-- Dataset excerpts --
"""

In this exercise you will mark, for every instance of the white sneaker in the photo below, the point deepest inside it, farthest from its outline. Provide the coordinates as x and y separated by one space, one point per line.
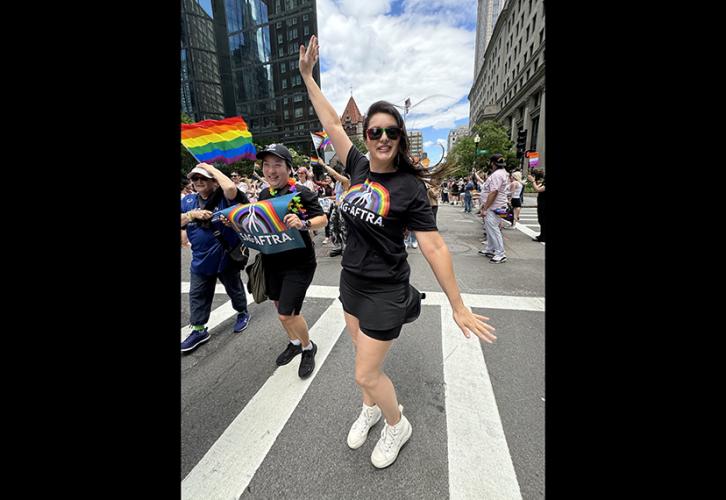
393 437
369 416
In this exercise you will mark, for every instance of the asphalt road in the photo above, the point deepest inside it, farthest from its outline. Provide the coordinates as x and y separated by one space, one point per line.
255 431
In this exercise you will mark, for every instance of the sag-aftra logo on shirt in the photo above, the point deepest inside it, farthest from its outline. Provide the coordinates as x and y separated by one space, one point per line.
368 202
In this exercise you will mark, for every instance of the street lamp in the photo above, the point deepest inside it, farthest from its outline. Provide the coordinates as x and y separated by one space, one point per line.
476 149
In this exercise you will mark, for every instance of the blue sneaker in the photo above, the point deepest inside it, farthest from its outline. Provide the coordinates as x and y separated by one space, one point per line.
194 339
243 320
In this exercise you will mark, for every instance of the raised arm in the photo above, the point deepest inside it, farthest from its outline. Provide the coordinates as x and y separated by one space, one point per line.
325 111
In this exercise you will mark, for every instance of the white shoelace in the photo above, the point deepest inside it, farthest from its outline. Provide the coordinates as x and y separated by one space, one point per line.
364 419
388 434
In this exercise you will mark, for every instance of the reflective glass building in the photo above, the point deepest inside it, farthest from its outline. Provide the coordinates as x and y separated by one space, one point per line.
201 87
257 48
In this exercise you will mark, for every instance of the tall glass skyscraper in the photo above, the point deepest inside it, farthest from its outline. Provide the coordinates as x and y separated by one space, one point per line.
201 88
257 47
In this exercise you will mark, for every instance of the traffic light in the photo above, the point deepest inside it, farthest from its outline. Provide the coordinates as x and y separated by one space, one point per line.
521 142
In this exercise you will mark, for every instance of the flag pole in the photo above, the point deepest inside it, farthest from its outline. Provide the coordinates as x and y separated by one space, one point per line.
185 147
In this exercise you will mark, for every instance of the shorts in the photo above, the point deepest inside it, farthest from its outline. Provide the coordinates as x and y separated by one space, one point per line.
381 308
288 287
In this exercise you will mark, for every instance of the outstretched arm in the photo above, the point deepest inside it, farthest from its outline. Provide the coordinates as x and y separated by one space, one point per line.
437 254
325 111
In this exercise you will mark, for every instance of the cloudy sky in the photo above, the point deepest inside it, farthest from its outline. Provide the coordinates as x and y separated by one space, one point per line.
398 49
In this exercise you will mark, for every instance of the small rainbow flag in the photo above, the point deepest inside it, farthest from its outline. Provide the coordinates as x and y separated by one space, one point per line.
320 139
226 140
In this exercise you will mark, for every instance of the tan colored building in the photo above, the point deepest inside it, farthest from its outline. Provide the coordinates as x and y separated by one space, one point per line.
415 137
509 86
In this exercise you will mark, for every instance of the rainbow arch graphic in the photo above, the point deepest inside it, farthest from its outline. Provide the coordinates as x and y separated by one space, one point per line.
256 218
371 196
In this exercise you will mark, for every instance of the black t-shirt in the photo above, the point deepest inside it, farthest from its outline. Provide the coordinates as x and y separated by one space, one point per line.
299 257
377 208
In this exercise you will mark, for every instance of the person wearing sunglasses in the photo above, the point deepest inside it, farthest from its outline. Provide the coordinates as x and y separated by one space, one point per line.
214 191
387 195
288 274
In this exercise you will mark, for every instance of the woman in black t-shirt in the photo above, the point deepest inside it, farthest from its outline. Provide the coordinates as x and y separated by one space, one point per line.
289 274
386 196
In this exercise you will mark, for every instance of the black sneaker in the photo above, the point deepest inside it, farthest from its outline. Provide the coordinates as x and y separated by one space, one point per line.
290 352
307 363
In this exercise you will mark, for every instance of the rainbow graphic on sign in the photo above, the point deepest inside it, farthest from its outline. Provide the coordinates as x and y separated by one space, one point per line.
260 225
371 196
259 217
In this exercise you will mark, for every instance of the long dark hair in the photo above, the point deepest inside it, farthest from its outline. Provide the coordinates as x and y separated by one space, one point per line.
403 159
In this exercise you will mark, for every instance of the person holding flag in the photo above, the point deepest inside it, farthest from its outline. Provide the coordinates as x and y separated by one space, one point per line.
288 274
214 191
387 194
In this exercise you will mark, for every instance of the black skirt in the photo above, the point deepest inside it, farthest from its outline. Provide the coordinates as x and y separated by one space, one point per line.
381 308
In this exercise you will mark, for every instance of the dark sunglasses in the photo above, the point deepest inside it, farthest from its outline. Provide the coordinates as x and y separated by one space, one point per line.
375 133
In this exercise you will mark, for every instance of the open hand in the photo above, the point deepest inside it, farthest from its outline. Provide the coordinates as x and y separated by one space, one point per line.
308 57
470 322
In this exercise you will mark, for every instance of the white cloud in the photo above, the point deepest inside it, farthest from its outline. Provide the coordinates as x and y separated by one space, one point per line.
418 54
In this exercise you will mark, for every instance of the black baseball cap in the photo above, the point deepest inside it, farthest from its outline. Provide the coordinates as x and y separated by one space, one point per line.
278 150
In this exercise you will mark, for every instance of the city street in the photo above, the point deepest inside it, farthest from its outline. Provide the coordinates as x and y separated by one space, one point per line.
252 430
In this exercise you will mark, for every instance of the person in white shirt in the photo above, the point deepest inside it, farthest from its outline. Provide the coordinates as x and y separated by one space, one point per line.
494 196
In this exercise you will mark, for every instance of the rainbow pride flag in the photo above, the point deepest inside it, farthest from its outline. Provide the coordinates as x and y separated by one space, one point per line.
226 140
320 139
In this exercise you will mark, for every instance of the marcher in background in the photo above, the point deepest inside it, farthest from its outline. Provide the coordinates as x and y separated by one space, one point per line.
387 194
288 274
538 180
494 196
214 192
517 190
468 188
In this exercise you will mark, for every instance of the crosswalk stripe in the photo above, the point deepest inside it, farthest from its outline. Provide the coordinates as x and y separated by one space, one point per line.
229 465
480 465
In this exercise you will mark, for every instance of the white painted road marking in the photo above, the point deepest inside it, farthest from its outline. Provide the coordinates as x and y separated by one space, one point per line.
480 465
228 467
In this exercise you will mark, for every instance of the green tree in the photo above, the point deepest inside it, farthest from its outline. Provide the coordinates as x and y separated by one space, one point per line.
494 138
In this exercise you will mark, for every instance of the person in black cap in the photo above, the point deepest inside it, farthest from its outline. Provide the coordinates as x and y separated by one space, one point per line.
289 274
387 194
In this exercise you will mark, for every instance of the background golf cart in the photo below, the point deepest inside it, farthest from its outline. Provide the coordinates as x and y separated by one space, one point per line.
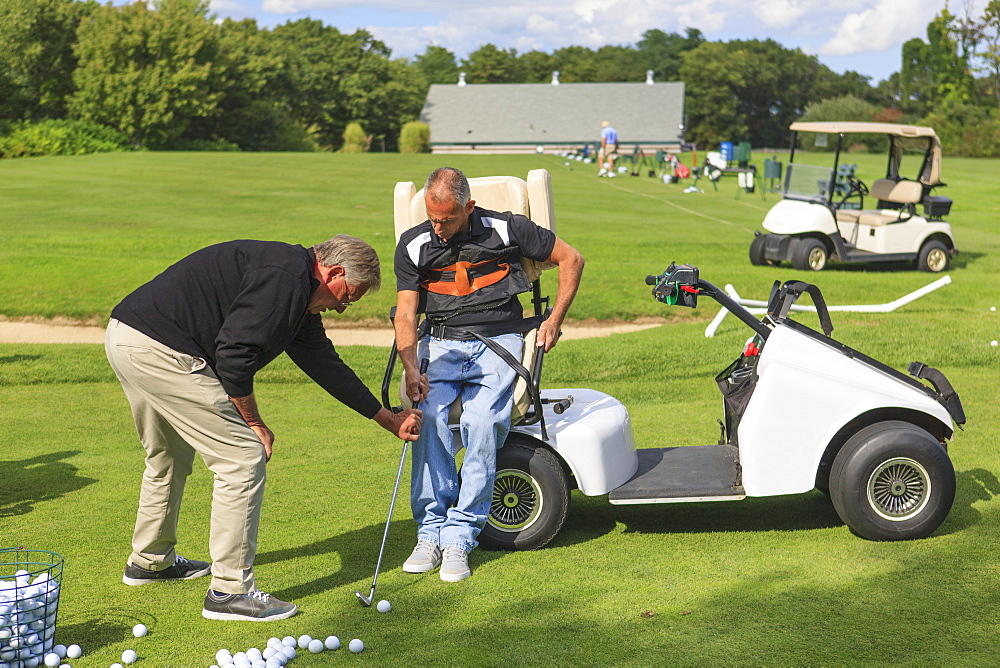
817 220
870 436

"""

-- What the task requires --
Would you mind returning each entry above word for word, skipping the images?

-- Final result --
In this exercise you will mark, for every instance of the white sneaker in the photo below, the point deepest inside it, farthest from its outline. Provide the coordinates as x and y separated by one space, one point per line.
393 437
369 416
In this exercise you will mark, for every instance of the asphalt road in the photo above, the point deepest inside it, farthest from its outline. Provide the coordinates as x and y separated by one space, one point per line.
255 431
In this exercise you will mark, for every instance of the sag-aftra logo on shirt in the photo above, the point deepest inside it, farthest from its outline. Provide the coordinates as x and y separated by one space, one point per line.
368 202
In this exercise you will mark, for every instance of the street lamp in the photo above, the point deepest inside it, farthest from its outline. Provide the coordinates as x and y separated by one space, one point per line.
476 149
In this exercise you will mark, for every instance of the blue sneaker in the photo above, the point deepest inside it, farthest from its outline. Provide the coordinates as x and y separated by one space, one point per line.
194 339
243 320
In this exercise you will mark, for every instance of the raised arm in the photo above, the point deepest inside it, farthest from its outline. Provide the coordinates as x and y separated by one space, one point per line.
325 111
In this exercise you will mark, for every instance of the white shoelace in the photo above, the point deepest inside it, farthest from its outline. Provide the coordinates as x and y separated by one space, one point per line.
364 419
388 434
In this exercise you will mark, for every instance of the reflective glass building in the photo above, the point deepest inside it, farthest from its outline. Provide the coordinates as x and y separated by one space, one point per line.
201 87
257 48
In this exercise you will mark, for every instance of the tall glass skyscraper in the photo above, the point deepest inside it, farthest from its outline. Provide the coordinates as x and y separated by one space, one point per line.
201 88
257 47
In this exercise you will mark, for every instance of the traffic light in the photo above, the point deepest inside it, farthest from its outline. Provide the coordinates as x and y separated by one space, one point per line.
521 142
In this exercise you will mark, for every instance of the flag pole in the photo above, the point deepest inside it, farthest from its outline. Provide the coordinates as x and y separated by one space, one point per line.
185 147
In this exercise you will mark, for every instance of the shorts in the photo above, the point deepest inside it, farthest from its outline. Provide the coordinates as x and y separated by one space, one point per line.
381 308
288 287
In this exercise you will mark, for every instance of the outstretched arm in the photo above, the point deepest inside it, farthest from its outline. Provide the coordinates as x and y separated by one space, one point per line.
437 254
325 111
In this exercise you will mark, for every instance of the cloudy sky in the photo above, the point deepest inside it, farthest from its outline. Provide the coordinates as x and y separated by one space, one point per line.
398 49
In this exercise you will mark, for every instance of the small rainbow flag in the photo above, the point deepest inside it, farthest from its outline. Provide the coordinates as x and y separated by one space, one point per line.
320 139
226 140
In this exercise you will mark, for every instance of the tan colored building in the photo above, the point deepest inside it, farthest from its outline. Provide the coordinates as x and y separated by one space, one point per line.
415 137
509 86
In this exercise you will mark, for every instance of the rainbow arch graphic in the photo above, the point deepest inside it, farthest from its outline. Provide the coordinates as x and y separated by one space, one point per line.
256 218
371 196
In this exercise you will mark, for every instance of the black t-shirt in the photo above, the point deepest inside it, farthest from its outline. Provide the coordinates as x and y separated by one space, one point per line.
299 257
377 208
In this exercise you will mark, for every instance of the person wearing sunglasses in the photo above, the point deepest inside it, farthest from its outline. Provide the coordinates as x and y separated by one space, one point per line.
214 191
387 195
288 274
In this exercise you will mark, for every instance of the woman in black t-shirt in the photo above, the point deepest inside it, farthest from its outline. Provide the coordinates as x and y separated by one space, one point per line.
289 274
386 196
In this exercise you will mark, for every instance of the black sneaker in the photo above, the point deepest inside it, farthest from its outline. Provide the coordinates as x and y separated by one space, one point per line.
290 352
307 363
In this exercise you will mark, for every instance of the rainbow graphic on sign in the photo above, the point deepest inside it, farthest from its outline. Provide the coordinates as x and y separated by one space, one point per line.
260 225
371 196
259 217
In this exercise you will mark, for every instance of the long dark hair in the photo above, the point deepest inside it, farthest from its outline. Provide the coordinates as x and y separated by one space, one point per line.
403 159
In this exercise you will mark, for every instance of the person holding flag in the photo above, the point deepest inside it, farthest from its outline. Provide the coordinates as x and y separated by one space, one point per line.
288 274
214 191
387 194
In this exercise you will mark, for every instance of the black skirt in the photo above, the point deepest inside it, farthest from its outline. Provide the coordinates as x and y separated by one space, one point per line.
381 308
In this exercise you will mark, for every instance of the dark sunglasses in the photo above, the point deepest inside it, farthest from its outline. Provide the coordinates as x and y separated by one space, one point per line.
375 133
In this exercise you will mark, for every instance of the open hand in the photo above, the point deepest inside it, farthest from its outline. Provide the coordinates as x and y separated by one space, one point per line.
308 57
470 322
In this exercise you will mark, for every instance of the white cloud in the photo above, the point deepest inside it, farthest from its outline. Provide the coordinates as x and y separated by one space, one point per line.
418 54
In this exercise you will mark, for every instance of the black baseball cap in the photo above, the point deepest inside it, farthest from its outline. Provide the coordinates as x and y separated by one space, one point per line.
278 150
In this exercise you will mark, for every instance of the city street in the photo above, the point deepest inside it, farthest from its outline. Provide the coordinates as x and y separated by one space, one point per line.
252 430
In this exercise you will mark, for every instance of the person in white shirt in the photo above, the point deepest inside it, farthest from its outline. Provide the coordinates as x and y separated by one space, one point per line.
494 196
In this exercise you will mark, for every instance of the rainbow pride flag in the photo above, the point deepest inside it, farthest from its outline. Provide the coordinates as x and y separated by one space, one point per line.
226 140
320 139
In this exercise you will mark, for every instance of the marcher in background in the photo above, the point deepest inside it, farthest from its outline. Provide the coordinates as x and y separated by one space, one point per line.
387 194
288 274
538 180
494 196
214 192
517 190
468 188
In this exercise you will mark, for every instance of the crosswalk stripe in the photo above, the point deepest inside it, farthest from its outline. Provide the coordinates as x and y separated by one space, one point per line.
229 465
480 465
In this exercise you will mark, for every instance of the white painted road marking in the photo above, the point deepest inside it, farthest from its outline. Provide the coordinates as x and y separated by one space, one point per line.
480 465
228 467
In this exercise you will mark, for every instance of the green tree in the photo above, the point deepest inside it, farthest from its outline. Provide the coordinates as x and y separated by one space, one point per line.
494 138
In this exercise you will mark, for every instance of the person in black cap in the photo above, the point deepest inside it, farthest from its outline. Provide the coordinates as x and y separated by one space, one point per line.
289 274
387 194
In this exercise you will mark, for every instance of the background golf cart in the photo below, the point deepest inside it, farthest from its outline. Provide the coordinates as x and y separated by one space, one point per line.
817 220
870 436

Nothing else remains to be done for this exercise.